PASSAGE TO READ —
---

Jennings returned from his injury in time to begin his redshirt junior season. He finished the year with 51 tackles, including 14 for loss, 6.5 sacks, with an interception, a team-high 11 passes defended and two fumble recoveries (one of which was returned for his first career touchdown). Jennings entered his redshirt senior season on the Chuck Bednarik Award and Butkus Award watchlists and was named pre-season All-SEC and a second-team pre-season All-American by the Sporting News. Jennings had 83 tackles, 12.5 tackles for loss, 8.0 sacks, five pass breakups, one forced fumble and an interception and was named first-team All-SEC in his final season. Jennings finished his collegiate career with 194 tackles, 34.5 tackles for loss, 15.5 sacks, three forced fumbles, two interceptions and 20 passes defended in 54 games (38 starts).

Professional career 

In the 2020 NFL Draft, Jennings was drafted by the New England Patriots in the third round with the 87th overall pick. He made his NFL debut in the season opener on September 13, 2020, against the Miami Dolphins, playing nine snaps on defense in a 21–11 win. Jennings made his first career start on October 18, 2020, recording three tackles in a 18–12 loss to the Denver Broncos.

---

COLLECTED DATA —
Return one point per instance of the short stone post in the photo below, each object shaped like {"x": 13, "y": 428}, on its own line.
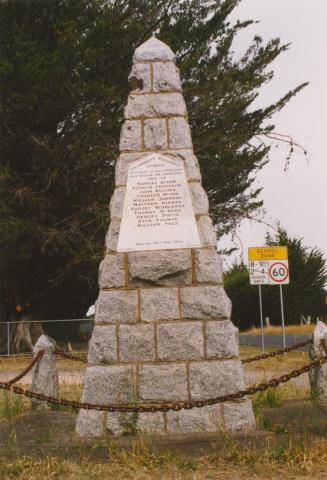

---

TASK LIST —
a - From the passage about Jennings's football career, list every NFL team it names.
b - Continue the passage about Jennings's football career after its final sentence.
The data that accompany the passage about Jennings's football career are separate material.

ANSWERS PER TASK —
a - New England Patriots, Miami Dolphins, Denver Broncos

b -
On August 31, 2021, Jennings was placed on injured reserve, ending his season.

Jennings entered the 2022 season as a backup linebacker. He played in 16 games with three starts, recording 27 tackles, 1.5 sacks, two passes defensed, and a forced fumble.

Personal life
Jennings' younger brother, Shawndarius "Shawn" Jennings, also plays college football and originally played at Alabama with Anfernee before transferring to South Alabama.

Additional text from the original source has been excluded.